### Cosa fare
Puoi riscrivere tale e quale il tratto del testo sull'inchiesta Pasimafi che va da "E' una metastasi" fino a "euro a Fanelli."?

### Testo
Roberto Longoni
Della serie: del malato non si butta via nulla. Erano una doppia risorsa, i pazienti. Parco buoi sul quale sperimentare medicinali per conto dei produttori, ma anche miniera da cui estrarre informazioni da rivendere alle aziende farmaceutiche. Questa la tesi dei carabinieri del Nas di Parma comandati dal capitano Gianfranco di Sario che per oltre due anni, coordinati dal pm Giuseppe Amara, hanno indagato sulle attività di Guido Fanelli e degli altri 15 a loro volta arrestati quasi due mesi fa (a essi vanno aggiunti anche 56 indagati a piede libero a vario titolo).
E' una metastasi di guai, per l'ex primario della Seconda anestesia del Maggiore, ai domiciliari dall'8 maggio in compagnia di 25 ipotesi di reato: l'inchiesta «Pasimafi» si arricchisce di un altro filone a suo carico. La compravendita di dati clinici - stando sempre all'accusa - avrebbe rappresentato un'altra fonte di guadagno per il 62enne «Briatore della sanità». E ora anche di questo si chiede conto al «boss» (così pare che amasse lui stesso definirsi), presidente della commissione del ministero della Salute madre della legge 38 del 2010 sull'accesso alle cure palliative e alla terapia del dolore. Alla luce delle dichiarazioni rilasciate dall'amministratore di una casa farmaceutica, la Procura di Parma ha disposto il sequestro di oltre centomila euro a Fanelli.

### Elenco
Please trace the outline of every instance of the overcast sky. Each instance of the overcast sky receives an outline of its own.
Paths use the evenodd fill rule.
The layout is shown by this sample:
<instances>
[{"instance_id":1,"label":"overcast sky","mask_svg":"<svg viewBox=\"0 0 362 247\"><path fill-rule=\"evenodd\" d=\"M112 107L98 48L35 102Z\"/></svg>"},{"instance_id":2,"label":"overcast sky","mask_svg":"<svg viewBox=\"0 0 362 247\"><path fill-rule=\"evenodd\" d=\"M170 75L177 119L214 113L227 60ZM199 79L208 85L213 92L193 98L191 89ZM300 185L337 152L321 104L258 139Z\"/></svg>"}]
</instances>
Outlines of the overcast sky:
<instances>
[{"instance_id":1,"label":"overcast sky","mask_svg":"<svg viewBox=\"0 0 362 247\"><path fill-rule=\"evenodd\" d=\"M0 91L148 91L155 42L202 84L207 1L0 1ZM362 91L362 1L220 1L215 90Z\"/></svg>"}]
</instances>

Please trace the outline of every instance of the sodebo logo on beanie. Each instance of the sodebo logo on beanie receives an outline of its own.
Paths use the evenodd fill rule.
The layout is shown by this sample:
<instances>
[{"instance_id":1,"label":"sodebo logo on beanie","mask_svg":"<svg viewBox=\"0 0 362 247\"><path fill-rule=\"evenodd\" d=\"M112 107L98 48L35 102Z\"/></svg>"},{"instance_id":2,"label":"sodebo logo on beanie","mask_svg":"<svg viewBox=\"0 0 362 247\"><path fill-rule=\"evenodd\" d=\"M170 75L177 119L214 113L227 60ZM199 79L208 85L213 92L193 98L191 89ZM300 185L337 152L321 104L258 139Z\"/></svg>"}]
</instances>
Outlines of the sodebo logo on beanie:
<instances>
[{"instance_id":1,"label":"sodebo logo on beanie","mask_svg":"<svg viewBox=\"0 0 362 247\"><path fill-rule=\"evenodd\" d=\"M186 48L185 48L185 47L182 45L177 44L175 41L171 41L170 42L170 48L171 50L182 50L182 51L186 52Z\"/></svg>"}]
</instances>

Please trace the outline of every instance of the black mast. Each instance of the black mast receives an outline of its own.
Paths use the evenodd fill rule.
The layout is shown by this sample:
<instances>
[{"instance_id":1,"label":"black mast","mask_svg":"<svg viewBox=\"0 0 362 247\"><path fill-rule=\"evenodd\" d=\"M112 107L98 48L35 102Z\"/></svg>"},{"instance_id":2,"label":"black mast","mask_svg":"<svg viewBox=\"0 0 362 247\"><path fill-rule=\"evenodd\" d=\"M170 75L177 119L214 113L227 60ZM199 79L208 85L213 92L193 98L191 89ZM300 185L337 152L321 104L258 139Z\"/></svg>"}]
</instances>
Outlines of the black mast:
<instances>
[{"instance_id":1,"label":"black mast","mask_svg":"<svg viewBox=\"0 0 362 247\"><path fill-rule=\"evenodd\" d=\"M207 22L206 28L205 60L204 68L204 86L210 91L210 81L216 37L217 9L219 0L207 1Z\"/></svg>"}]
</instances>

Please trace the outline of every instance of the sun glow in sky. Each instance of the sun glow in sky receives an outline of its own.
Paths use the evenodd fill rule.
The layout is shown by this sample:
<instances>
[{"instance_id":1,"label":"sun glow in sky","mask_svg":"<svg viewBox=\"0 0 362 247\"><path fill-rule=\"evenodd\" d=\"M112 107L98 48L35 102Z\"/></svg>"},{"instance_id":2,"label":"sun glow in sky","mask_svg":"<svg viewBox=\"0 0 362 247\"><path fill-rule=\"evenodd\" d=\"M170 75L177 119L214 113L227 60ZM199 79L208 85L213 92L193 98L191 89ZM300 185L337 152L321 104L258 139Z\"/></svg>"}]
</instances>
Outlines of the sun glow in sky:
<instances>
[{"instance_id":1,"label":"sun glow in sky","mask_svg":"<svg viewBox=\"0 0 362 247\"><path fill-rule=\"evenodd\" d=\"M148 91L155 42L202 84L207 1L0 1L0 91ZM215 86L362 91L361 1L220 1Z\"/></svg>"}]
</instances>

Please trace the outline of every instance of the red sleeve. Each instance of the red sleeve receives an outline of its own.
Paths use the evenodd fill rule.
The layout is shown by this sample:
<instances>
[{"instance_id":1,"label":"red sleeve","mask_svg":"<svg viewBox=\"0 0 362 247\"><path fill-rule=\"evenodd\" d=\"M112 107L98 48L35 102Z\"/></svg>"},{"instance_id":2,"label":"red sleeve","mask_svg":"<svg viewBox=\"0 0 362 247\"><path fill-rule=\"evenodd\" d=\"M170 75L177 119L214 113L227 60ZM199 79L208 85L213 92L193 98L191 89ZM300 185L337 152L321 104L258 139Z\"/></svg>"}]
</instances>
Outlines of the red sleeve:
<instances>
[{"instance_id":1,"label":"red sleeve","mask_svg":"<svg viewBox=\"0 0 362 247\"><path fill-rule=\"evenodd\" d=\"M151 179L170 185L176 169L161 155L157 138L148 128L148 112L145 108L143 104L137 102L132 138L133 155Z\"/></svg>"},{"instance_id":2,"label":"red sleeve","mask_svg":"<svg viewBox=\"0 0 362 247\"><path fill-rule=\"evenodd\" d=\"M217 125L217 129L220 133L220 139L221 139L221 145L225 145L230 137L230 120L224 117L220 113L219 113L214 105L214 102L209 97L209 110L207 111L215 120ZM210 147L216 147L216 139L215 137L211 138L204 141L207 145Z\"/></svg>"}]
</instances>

### Risultato
E' una metastasi di guai, per l'ex primario della Seconda anestesia del Maggiore, ai domiciliari dall'8 maggio in compagnia di 25 ipotesi di reato: l'inchiesta «Pasimafi» si arricchisce di un altro filone a suo carico. La compravendita di dati clinici - stando sempre all'accusa - avrebbe rappresentato un'altra fonte di guadagno per il 62enne «Briatore della sanità». E ora anche di questo si chiede conto al «boss» (così pare che amasse lui stesso definirsi), presidente della commissione del ministero della Salute madre della legge 38 del 2010 sull'accesso alle cure palliative e alla terapia del dolore. Alla luce delle dichiarazioni rilasciate dall'amministratore di una casa farmaceutica, la Procura di Parma ha disposto il sequestro di oltre centomila euro a Fanelli.